### [Prompt]
When a line of the entries contains the word "forest", report that line.

• • • • • • •

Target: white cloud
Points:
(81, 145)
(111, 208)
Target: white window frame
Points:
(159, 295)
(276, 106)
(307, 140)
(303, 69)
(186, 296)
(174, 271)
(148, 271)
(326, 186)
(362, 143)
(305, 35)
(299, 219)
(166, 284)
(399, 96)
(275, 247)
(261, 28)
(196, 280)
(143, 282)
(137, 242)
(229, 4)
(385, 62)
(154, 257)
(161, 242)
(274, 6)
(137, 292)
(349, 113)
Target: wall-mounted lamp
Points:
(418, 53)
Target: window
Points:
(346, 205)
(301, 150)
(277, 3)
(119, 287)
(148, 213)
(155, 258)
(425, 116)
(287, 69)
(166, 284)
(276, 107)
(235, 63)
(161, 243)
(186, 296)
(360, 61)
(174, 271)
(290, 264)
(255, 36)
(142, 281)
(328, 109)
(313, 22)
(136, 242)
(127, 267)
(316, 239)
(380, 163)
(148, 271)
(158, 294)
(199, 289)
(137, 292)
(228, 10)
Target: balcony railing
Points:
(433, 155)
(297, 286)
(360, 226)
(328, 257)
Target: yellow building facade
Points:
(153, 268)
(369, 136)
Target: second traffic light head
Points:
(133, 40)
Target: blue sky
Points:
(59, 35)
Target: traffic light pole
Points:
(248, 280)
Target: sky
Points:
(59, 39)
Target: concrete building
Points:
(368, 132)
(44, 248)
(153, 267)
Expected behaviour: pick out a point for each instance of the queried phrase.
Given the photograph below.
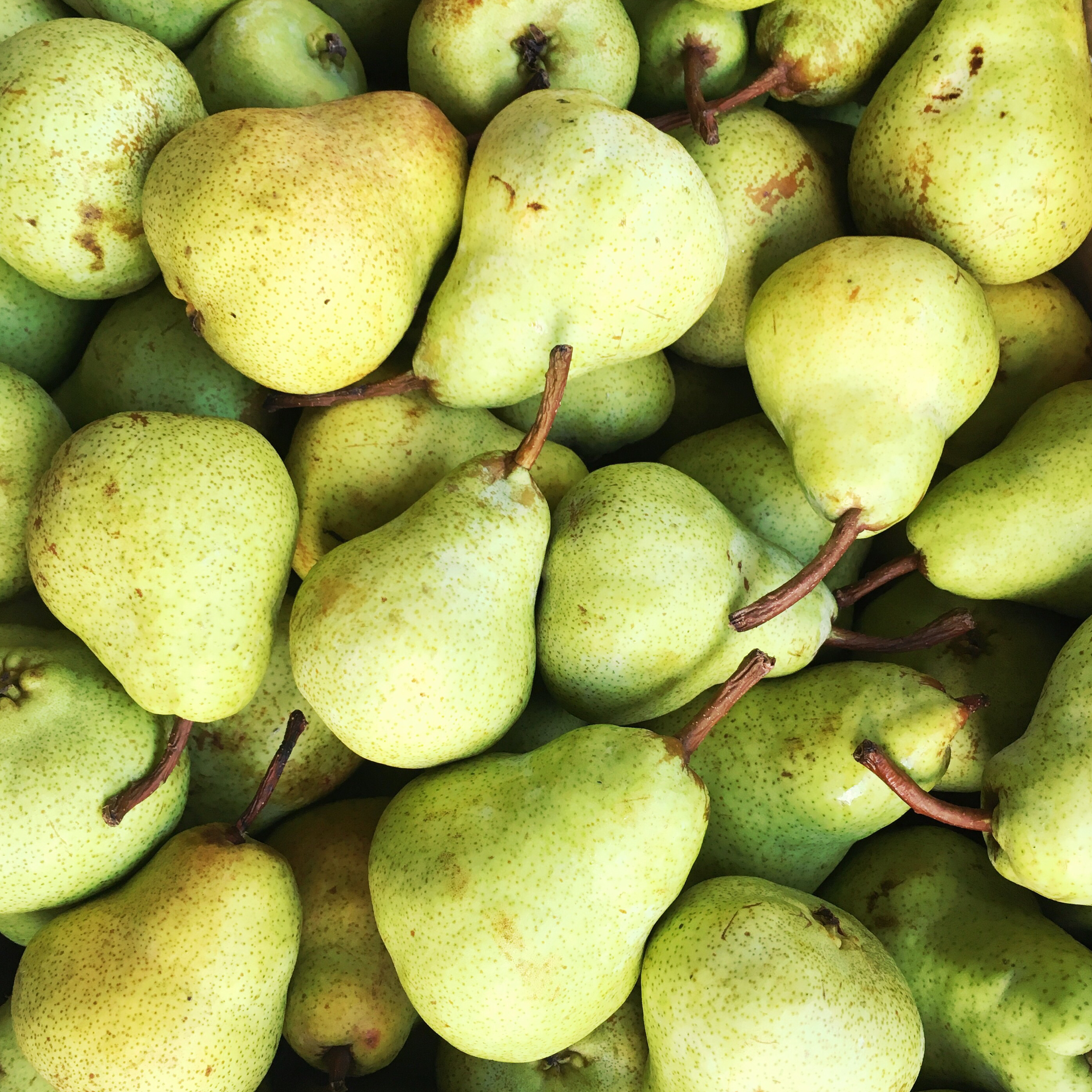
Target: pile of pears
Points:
(545, 544)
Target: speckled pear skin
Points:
(901, 350)
(747, 466)
(644, 568)
(1014, 525)
(416, 642)
(777, 199)
(229, 758)
(70, 739)
(942, 151)
(606, 409)
(176, 981)
(527, 885)
(1003, 993)
(462, 56)
(611, 1059)
(32, 428)
(145, 355)
(787, 799)
(360, 465)
(627, 272)
(107, 97)
(344, 991)
(1006, 657)
(747, 984)
(164, 542)
(302, 240)
(1045, 341)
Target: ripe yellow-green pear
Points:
(88, 106)
(980, 139)
(302, 240)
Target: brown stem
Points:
(946, 628)
(292, 733)
(781, 599)
(880, 576)
(755, 666)
(117, 807)
(557, 375)
(915, 798)
(397, 385)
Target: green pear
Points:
(164, 542)
(473, 60)
(747, 984)
(901, 351)
(32, 428)
(235, 208)
(975, 147)
(1006, 657)
(230, 757)
(777, 199)
(1014, 525)
(611, 1059)
(1003, 992)
(71, 192)
(527, 885)
(606, 409)
(70, 739)
(145, 355)
(1045, 341)
(344, 992)
(274, 54)
(644, 568)
(747, 466)
(628, 272)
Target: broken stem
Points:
(915, 798)
(755, 666)
(117, 807)
(781, 599)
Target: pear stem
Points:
(117, 807)
(915, 798)
(880, 576)
(780, 600)
(948, 627)
(292, 733)
(557, 375)
(397, 385)
(756, 666)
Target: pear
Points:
(235, 207)
(472, 62)
(1007, 657)
(32, 428)
(229, 757)
(1003, 992)
(276, 54)
(611, 1059)
(70, 737)
(71, 192)
(145, 355)
(942, 151)
(605, 410)
(344, 993)
(750, 984)
(1014, 525)
(777, 199)
(628, 272)
(1045, 343)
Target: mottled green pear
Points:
(748, 984)
(1003, 992)
(942, 152)
(71, 194)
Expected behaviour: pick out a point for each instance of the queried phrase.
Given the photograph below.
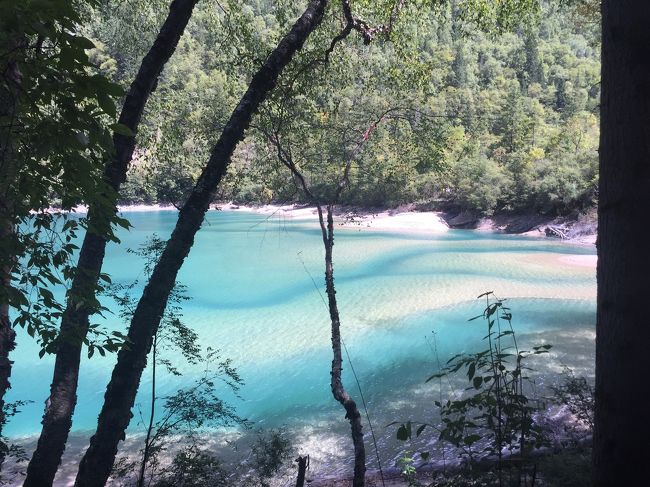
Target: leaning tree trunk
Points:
(9, 86)
(115, 415)
(338, 391)
(622, 429)
(57, 418)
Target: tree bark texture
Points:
(115, 415)
(338, 391)
(9, 86)
(57, 418)
(622, 430)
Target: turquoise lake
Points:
(254, 284)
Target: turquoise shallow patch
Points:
(255, 281)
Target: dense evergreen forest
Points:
(477, 106)
(469, 121)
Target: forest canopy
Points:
(481, 122)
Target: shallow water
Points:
(256, 285)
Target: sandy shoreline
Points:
(396, 220)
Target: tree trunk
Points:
(115, 415)
(338, 391)
(622, 429)
(57, 418)
(9, 86)
(303, 463)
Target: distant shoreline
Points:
(408, 219)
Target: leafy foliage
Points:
(496, 415)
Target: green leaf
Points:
(106, 104)
(121, 129)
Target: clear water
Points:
(255, 284)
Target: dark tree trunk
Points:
(303, 463)
(622, 430)
(338, 391)
(115, 415)
(57, 418)
(9, 85)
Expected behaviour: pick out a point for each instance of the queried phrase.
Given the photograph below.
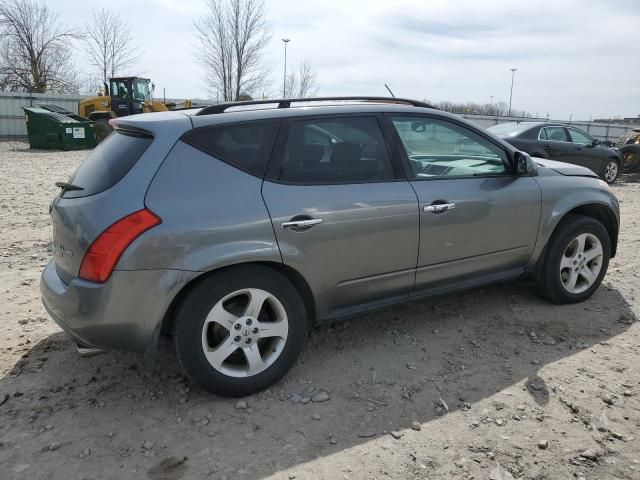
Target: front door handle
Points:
(301, 225)
(439, 207)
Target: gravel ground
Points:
(487, 384)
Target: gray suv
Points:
(236, 227)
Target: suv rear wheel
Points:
(240, 330)
(576, 261)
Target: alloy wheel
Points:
(581, 263)
(245, 332)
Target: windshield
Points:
(509, 129)
(141, 91)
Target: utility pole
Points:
(284, 79)
(513, 73)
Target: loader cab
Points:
(129, 95)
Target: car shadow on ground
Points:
(382, 371)
(631, 177)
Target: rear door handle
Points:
(439, 207)
(301, 224)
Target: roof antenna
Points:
(387, 87)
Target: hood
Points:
(565, 168)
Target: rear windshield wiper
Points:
(68, 187)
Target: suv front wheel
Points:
(240, 330)
(576, 260)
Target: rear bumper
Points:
(124, 313)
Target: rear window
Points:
(107, 164)
(246, 146)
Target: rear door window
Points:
(555, 134)
(108, 163)
(246, 146)
(333, 150)
(579, 137)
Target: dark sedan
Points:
(563, 143)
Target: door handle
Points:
(439, 207)
(301, 224)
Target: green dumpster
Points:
(54, 128)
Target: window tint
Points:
(246, 146)
(556, 134)
(440, 149)
(336, 150)
(107, 164)
(579, 137)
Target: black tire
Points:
(606, 167)
(550, 284)
(199, 301)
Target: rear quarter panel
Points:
(212, 215)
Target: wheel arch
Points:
(601, 212)
(604, 215)
(288, 272)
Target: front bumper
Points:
(125, 313)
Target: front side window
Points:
(580, 137)
(555, 134)
(441, 149)
(335, 150)
(246, 146)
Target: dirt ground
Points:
(487, 384)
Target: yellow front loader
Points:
(121, 97)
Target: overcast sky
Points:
(574, 57)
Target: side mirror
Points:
(524, 164)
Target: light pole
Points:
(284, 80)
(513, 73)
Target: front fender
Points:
(562, 195)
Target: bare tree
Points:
(302, 83)
(109, 44)
(35, 50)
(232, 38)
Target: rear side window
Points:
(556, 134)
(108, 163)
(335, 150)
(246, 146)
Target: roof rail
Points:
(286, 103)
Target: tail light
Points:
(105, 251)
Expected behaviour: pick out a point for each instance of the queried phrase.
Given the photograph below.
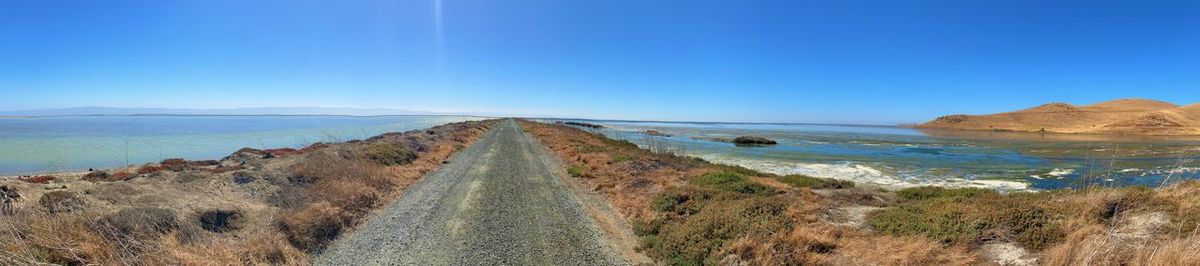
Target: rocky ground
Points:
(501, 201)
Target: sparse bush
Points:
(220, 221)
(622, 158)
(731, 182)
(389, 153)
(60, 201)
(701, 239)
(739, 170)
(919, 193)
(315, 227)
(972, 221)
(95, 176)
(575, 170)
(139, 222)
(815, 182)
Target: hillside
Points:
(1120, 116)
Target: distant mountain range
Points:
(1120, 116)
(269, 110)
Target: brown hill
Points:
(1120, 116)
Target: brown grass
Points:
(328, 189)
(690, 212)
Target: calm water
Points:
(904, 157)
(73, 143)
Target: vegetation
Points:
(575, 170)
(753, 140)
(389, 153)
(731, 182)
(919, 193)
(688, 211)
(701, 222)
(300, 201)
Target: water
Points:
(30, 145)
(905, 157)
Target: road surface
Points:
(499, 201)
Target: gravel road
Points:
(499, 201)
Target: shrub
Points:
(41, 179)
(575, 170)
(622, 158)
(139, 223)
(389, 153)
(815, 182)
(220, 221)
(753, 140)
(739, 170)
(60, 201)
(730, 182)
(96, 176)
(919, 193)
(972, 221)
(315, 227)
(150, 169)
(700, 239)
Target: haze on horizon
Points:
(766, 61)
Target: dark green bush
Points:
(972, 221)
(731, 182)
(390, 153)
(919, 193)
(699, 239)
(575, 170)
(815, 182)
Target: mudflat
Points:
(499, 201)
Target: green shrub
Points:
(731, 182)
(919, 193)
(970, 221)
(700, 239)
(575, 170)
(815, 182)
(389, 153)
(621, 158)
(739, 170)
(589, 149)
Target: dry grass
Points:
(276, 213)
(691, 212)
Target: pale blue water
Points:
(895, 156)
(30, 145)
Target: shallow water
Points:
(905, 157)
(30, 145)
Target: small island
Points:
(753, 140)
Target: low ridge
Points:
(1119, 116)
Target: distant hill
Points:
(270, 110)
(1120, 116)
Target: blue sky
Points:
(779, 61)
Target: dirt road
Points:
(501, 201)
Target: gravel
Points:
(498, 203)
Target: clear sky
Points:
(738, 60)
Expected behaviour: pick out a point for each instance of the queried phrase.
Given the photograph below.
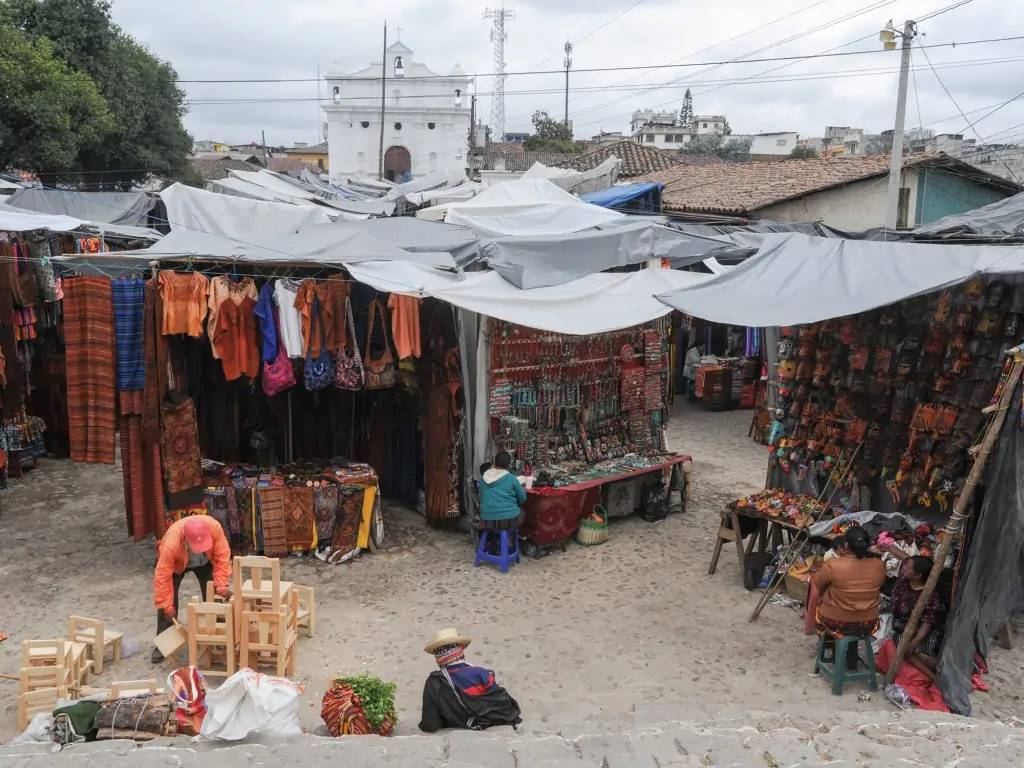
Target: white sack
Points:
(251, 704)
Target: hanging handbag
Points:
(381, 373)
(318, 372)
(279, 374)
(348, 372)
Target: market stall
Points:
(584, 420)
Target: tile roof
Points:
(637, 159)
(212, 169)
(739, 188)
(517, 159)
(320, 148)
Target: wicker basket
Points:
(592, 532)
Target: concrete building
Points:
(845, 193)
(426, 119)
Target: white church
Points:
(426, 119)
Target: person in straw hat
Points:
(460, 695)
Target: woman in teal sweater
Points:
(501, 496)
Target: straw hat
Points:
(448, 636)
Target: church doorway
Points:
(397, 164)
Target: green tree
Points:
(49, 113)
(804, 153)
(719, 147)
(140, 90)
(550, 135)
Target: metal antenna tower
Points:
(498, 37)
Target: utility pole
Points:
(380, 163)
(568, 62)
(888, 37)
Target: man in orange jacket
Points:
(194, 544)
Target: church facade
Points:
(426, 119)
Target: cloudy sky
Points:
(288, 39)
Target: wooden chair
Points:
(305, 611)
(211, 638)
(131, 688)
(99, 639)
(257, 586)
(37, 701)
(267, 640)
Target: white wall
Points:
(854, 207)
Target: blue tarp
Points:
(644, 196)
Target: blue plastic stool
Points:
(836, 669)
(508, 548)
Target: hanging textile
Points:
(222, 289)
(179, 442)
(440, 467)
(406, 325)
(185, 303)
(326, 511)
(271, 510)
(141, 471)
(299, 520)
(236, 340)
(89, 342)
(129, 304)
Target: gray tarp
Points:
(528, 261)
(113, 208)
(1005, 218)
(796, 279)
(991, 586)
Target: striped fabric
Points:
(89, 343)
(129, 298)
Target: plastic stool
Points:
(508, 548)
(836, 670)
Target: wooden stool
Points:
(211, 638)
(305, 610)
(98, 639)
(267, 640)
(836, 669)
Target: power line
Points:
(754, 80)
(628, 68)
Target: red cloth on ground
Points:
(923, 691)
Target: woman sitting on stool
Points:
(502, 496)
(850, 586)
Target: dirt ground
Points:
(587, 633)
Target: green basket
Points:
(592, 532)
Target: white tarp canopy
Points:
(593, 304)
(797, 279)
(528, 207)
(248, 220)
(19, 220)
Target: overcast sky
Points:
(229, 39)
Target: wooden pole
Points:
(961, 508)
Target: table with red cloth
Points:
(552, 514)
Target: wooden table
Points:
(768, 536)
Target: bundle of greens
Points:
(376, 697)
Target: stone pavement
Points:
(651, 736)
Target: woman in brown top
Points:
(850, 585)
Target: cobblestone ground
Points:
(631, 642)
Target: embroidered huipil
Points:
(291, 327)
(184, 300)
(223, 289)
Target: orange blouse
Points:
(184, 299)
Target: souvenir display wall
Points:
(898, 391)
(556, 398)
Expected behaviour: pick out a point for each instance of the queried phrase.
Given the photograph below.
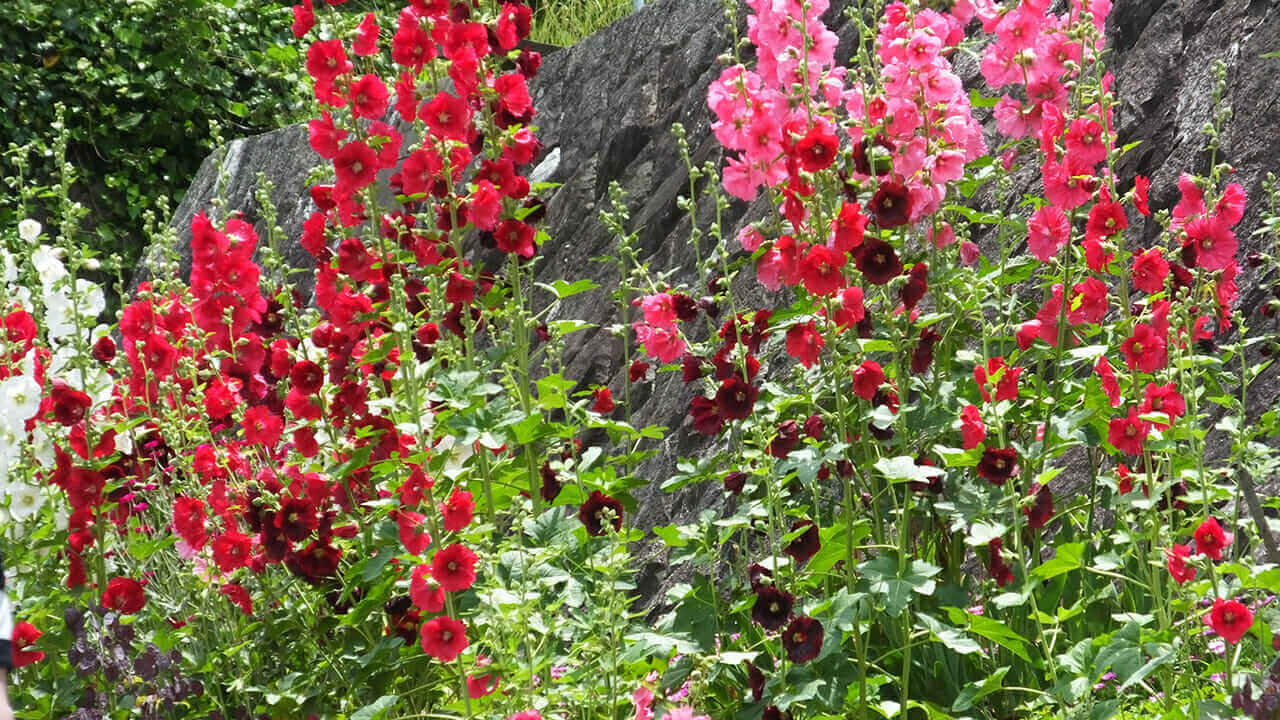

• • • • • • •

### [Result of the exercise]
Target: dense evergreen forest
Target: forest canopy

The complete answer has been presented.